• WORK REQUIRED:
Copy out the rows below word for word, from the line containing "of the arched" down to the line containing "166L9 166L8 167L10", both ends included.

===== DATASET EXCERPTS

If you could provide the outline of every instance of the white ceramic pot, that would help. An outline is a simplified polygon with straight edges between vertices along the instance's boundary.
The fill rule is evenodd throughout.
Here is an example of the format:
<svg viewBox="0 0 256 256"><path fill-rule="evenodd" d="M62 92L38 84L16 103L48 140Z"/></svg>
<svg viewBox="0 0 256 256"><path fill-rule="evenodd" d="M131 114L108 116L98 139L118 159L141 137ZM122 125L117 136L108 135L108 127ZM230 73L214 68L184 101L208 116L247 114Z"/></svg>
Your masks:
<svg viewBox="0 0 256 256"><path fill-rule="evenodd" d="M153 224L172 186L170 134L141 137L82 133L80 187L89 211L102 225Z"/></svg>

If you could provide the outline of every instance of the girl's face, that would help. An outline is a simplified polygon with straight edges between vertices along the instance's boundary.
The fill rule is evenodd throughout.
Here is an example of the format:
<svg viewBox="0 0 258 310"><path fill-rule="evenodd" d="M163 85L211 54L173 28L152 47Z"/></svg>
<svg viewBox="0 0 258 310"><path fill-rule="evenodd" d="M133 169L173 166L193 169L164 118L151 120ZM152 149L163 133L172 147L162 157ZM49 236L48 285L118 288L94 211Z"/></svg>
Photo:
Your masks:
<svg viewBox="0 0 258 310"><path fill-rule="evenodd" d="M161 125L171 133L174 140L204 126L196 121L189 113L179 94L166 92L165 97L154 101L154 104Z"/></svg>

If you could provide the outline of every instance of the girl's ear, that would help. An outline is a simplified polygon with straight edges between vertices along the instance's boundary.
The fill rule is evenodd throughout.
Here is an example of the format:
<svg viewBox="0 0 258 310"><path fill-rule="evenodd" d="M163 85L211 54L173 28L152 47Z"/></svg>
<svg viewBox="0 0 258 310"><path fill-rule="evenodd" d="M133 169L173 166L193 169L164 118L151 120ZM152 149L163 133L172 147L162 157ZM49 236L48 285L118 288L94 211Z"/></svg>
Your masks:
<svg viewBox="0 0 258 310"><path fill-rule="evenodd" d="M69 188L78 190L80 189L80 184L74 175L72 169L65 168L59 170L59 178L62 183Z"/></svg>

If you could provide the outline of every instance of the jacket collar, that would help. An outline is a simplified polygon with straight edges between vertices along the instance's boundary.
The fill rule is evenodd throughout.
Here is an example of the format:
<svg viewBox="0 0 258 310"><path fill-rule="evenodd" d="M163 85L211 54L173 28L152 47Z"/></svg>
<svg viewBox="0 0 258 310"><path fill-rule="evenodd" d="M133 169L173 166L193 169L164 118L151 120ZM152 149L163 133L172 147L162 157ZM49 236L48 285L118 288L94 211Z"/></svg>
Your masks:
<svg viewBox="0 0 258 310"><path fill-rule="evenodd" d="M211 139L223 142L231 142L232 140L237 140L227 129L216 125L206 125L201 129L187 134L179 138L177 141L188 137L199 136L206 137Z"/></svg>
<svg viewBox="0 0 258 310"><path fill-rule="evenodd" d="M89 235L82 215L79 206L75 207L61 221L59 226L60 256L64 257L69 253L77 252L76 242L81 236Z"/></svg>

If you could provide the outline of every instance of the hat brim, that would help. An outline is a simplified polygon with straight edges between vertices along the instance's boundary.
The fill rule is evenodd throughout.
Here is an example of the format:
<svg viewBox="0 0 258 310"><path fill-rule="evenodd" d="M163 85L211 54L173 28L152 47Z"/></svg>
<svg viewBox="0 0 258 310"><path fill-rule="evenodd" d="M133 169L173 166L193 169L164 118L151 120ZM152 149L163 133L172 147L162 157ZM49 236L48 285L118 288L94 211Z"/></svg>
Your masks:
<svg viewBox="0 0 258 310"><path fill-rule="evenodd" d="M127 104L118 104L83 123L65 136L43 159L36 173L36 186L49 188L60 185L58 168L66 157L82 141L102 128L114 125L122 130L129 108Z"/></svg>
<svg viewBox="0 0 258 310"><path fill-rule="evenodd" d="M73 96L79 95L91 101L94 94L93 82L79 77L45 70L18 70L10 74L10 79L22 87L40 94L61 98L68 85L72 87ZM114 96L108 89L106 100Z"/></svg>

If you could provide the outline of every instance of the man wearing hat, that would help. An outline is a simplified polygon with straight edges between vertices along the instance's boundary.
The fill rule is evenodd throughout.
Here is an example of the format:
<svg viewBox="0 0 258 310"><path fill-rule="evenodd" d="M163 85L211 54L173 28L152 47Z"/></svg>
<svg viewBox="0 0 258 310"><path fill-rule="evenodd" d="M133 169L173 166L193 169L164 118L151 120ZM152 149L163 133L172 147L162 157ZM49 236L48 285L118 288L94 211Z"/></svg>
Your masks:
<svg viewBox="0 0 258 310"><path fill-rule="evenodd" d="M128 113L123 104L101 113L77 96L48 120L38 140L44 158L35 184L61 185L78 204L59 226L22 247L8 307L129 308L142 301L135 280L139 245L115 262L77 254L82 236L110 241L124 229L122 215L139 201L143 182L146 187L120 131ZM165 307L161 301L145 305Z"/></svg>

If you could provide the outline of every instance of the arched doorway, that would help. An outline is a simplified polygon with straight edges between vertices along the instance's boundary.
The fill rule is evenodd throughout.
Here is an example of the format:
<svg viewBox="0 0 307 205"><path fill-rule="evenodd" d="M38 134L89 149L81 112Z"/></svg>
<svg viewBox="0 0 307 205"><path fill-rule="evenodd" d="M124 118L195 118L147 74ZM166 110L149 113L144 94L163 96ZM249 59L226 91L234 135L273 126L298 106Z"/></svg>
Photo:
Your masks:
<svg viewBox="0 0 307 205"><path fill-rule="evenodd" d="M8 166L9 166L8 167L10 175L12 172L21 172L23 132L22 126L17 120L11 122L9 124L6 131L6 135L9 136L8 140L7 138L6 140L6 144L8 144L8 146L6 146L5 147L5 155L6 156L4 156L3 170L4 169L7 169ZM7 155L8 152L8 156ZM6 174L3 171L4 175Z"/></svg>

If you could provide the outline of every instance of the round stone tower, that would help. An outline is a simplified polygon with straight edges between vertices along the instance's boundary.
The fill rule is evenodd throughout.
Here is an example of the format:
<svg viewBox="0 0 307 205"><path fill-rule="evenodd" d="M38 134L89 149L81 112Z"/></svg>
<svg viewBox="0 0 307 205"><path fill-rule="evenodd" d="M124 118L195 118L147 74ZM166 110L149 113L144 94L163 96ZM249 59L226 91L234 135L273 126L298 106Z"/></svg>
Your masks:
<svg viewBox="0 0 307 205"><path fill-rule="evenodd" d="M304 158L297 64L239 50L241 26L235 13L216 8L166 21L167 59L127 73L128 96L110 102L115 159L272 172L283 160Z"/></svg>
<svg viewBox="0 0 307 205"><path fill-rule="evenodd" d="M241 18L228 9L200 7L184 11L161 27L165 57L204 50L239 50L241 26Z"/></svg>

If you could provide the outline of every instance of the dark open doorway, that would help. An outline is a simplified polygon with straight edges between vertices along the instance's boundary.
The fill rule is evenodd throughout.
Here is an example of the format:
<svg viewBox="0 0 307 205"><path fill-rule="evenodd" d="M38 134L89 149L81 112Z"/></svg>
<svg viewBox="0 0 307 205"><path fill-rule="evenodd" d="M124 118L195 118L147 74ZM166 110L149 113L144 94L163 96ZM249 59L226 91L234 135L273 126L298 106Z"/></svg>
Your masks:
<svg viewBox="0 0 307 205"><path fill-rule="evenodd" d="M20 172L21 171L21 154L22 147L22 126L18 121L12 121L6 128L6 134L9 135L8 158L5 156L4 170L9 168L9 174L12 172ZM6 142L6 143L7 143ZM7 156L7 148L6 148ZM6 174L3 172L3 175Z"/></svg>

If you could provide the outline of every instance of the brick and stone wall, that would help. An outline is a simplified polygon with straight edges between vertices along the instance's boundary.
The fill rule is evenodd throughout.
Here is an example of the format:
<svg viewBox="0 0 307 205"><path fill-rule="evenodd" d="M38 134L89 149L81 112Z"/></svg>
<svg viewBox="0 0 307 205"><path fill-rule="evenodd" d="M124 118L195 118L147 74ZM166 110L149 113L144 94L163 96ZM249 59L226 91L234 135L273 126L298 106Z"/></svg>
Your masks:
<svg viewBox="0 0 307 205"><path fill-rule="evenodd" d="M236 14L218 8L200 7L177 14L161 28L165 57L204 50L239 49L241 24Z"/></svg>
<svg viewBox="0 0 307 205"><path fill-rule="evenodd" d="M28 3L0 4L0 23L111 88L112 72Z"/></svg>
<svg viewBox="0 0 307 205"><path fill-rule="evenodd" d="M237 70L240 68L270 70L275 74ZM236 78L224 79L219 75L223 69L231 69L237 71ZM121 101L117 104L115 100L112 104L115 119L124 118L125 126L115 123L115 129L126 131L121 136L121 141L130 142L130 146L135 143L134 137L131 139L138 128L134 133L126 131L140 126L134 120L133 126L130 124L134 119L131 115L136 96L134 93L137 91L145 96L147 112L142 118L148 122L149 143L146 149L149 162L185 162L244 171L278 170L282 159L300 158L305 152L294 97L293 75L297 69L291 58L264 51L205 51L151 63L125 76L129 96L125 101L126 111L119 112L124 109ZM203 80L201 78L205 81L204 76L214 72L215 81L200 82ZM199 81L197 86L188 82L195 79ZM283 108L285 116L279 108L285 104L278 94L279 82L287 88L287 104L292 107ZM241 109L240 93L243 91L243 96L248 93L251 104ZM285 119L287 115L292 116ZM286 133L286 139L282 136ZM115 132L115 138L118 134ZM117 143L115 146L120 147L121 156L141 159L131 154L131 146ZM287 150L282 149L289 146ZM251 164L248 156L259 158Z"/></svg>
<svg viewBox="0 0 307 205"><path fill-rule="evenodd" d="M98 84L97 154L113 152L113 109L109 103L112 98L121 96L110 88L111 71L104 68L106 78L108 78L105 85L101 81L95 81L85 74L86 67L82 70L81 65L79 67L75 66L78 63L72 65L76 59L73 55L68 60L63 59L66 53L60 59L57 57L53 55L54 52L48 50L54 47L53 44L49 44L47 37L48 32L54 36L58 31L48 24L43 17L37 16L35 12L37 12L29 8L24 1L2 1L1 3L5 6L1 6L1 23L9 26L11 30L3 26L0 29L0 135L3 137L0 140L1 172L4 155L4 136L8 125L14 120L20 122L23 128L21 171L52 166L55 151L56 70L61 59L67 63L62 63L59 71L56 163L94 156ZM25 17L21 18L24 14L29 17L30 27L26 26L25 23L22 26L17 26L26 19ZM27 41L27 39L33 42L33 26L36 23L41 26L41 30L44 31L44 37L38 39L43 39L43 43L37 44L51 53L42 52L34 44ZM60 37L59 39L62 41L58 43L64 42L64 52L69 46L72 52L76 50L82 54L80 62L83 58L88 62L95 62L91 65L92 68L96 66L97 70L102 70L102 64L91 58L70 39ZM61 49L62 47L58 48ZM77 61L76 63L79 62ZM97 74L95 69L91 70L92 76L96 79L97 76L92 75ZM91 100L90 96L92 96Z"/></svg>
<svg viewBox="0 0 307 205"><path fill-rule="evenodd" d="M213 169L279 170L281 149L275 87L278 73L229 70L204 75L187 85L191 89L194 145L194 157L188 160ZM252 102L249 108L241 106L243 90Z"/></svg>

==========

• WRITTEN ANSWER:
If you could provide the outline of every instance of the arched doorway, that would help. An outline is a simplified polygon with straight edges between vertices along the instance's boundary.
The fill rule is evenodd throughout.
Here is an example of the format:
<svg viewBox="0 0 307 205"><path fill-rule="evenodd" d="M38 134L89 149L81 112Z"/></svg>
<svg viewBox="0 0 307 205"><path fill-rule="evenodd" d="M124 118L195 118L147 74ZM166 110L149 113L144 94L163 96ZM249 59L226 91L234 135L273 126L298 106Z"/></svg>
Photo:
Your masks:
<svg viewBox="0 0 307 205"><path fill-rule="evenodd" d="M8 166L9 166L8 167L10 175L12 172L21 172L23 132L22 126L17 120L11 122L9 124L6 131L6 135L9 136L8 140L7 138L6 140L6 144L8 144L8 146L6 146L5 147L5 155L6 156L4 156L3 170L4 169L7 169ZM7 155L8 152L8 156ZM6 174L3 171L4 175Z"/></svg>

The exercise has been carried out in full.